● **DOCUMENT TEXT**
-------

This course will guide you through all the possible techniques that are used to visualize data using the Matplotlib Python library.
In this course, we will explore the main functionalities of Matplotlib: we will look at how to customize Matplotlib objects, how to use various plotting techniques, and finally, we will focus on how to communicate results.
If you have any feedback related to this course, feel free to contact us at support@cloudacademy.com.
Learning Objectives
- Learn the fundamentals of Python's Matplotlib library and its main features
- Customize objects in Matplotlib
- Create multiple plots in Matplotlib
- Customize plots in Matplotlib (annotations, labels, linestyles, colors, etc)
- Understand the different plot types available
Intended Audience
- Data scientists
- Anyone looking to create plots and visualize data in Matplotlib
Prerequisites
To get the most out of this course, you should already be familiar with using Python, for which you can take our Introduction to Python learning path. Knowledge of Python's Pandas library would also be beneficial and you might want to take our courses Working with Pandas and Data Wrangling with Pandas before embarking on this Matplotlib course.

-------

● **JOB 1**
Copy out the records verbatim, from the line containing "--target turquoise sea water" through the end of the records.

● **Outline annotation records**
-------

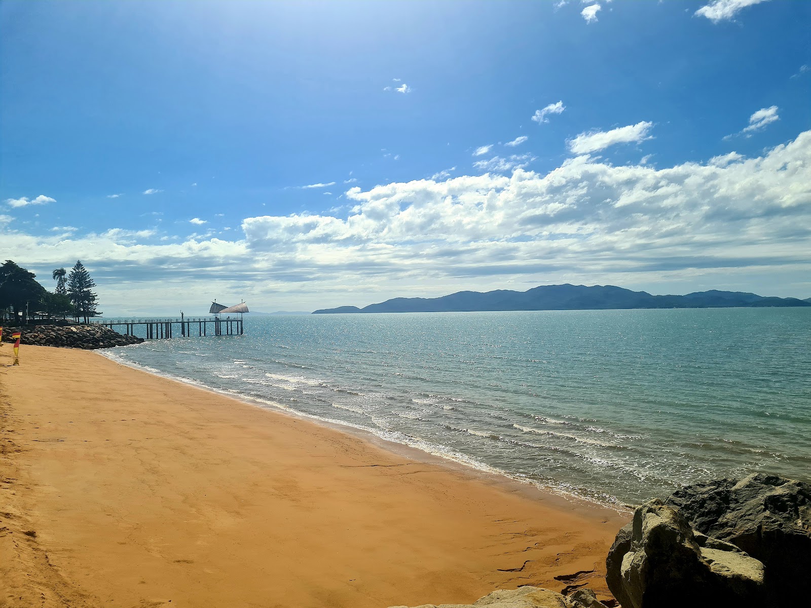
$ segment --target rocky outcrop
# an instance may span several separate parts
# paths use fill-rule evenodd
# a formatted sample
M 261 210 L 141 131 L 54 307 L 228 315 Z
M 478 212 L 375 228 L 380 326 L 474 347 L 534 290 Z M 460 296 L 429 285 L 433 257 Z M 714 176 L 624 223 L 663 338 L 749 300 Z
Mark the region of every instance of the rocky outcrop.
M 763 564 L 734 545 L 697 534 L 659 499 L 634 512 L 628 550 L 620 556 L 621 548 L 612 549 L 609 589 L 624 608 L 763 605 Z
M 687 486 L 639 507 L 606 559 L 624 608 L 804 606 L 811 486 L 775 475 Z
M 3 328 L 2 340 L 14 341 L 11 334 L 23 333 L 23 345 L 38 346 L 63 346 L 71 349 L 109 349 L 140 344 L 143 338 L 123 336 L 101 325 L 28 325 L 23 328 Z
M 769 606 L 811 602 L 811 484 L 756 473 L 689 486 L 665 502 L 694 529 L 762 562 Z
M 572 595 L 556 593 L 540 587 L 499 589 L 473 604 L 423 604 L 414 608 L 605 608 L 591 589 L 577 589 Z M 405 606 L 391 608 L 408 608 Z

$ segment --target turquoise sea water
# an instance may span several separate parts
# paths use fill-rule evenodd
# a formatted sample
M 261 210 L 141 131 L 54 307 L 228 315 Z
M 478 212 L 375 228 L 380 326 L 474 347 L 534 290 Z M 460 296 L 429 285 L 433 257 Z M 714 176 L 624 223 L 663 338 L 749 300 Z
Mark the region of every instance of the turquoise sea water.
M 539 485 L 636 503 L 811 482 L 811 310 L 246 317 L 113 358 Z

-------

● **JOB 2**
Per the Matplotlib course description, which email address should receive feedback about the course?

● **RIGHT ANSWER 1**
$ segment --target turquoise sea water
# an instance may span several separate parts
# paths use fill-rule evenodd
# a formatted sample
M 261 210 L 141 131 L 54 307 L 228 315 Z
M 478 212 L 375 228 L 380 326 L 474 347 L 534 290 Z M 460 296 L 429 285 L 433 257 Z M 714 176 L 624 223 L 663 338 L 749 300 Z
Mark the region of every instance of the turquoise sea water.
M 539 485 L 636 503 L 811 482 L 811 310 L 246 317 L 113 358 Z

● **RIGHT ANSWER 2**
support@cloudacademy.com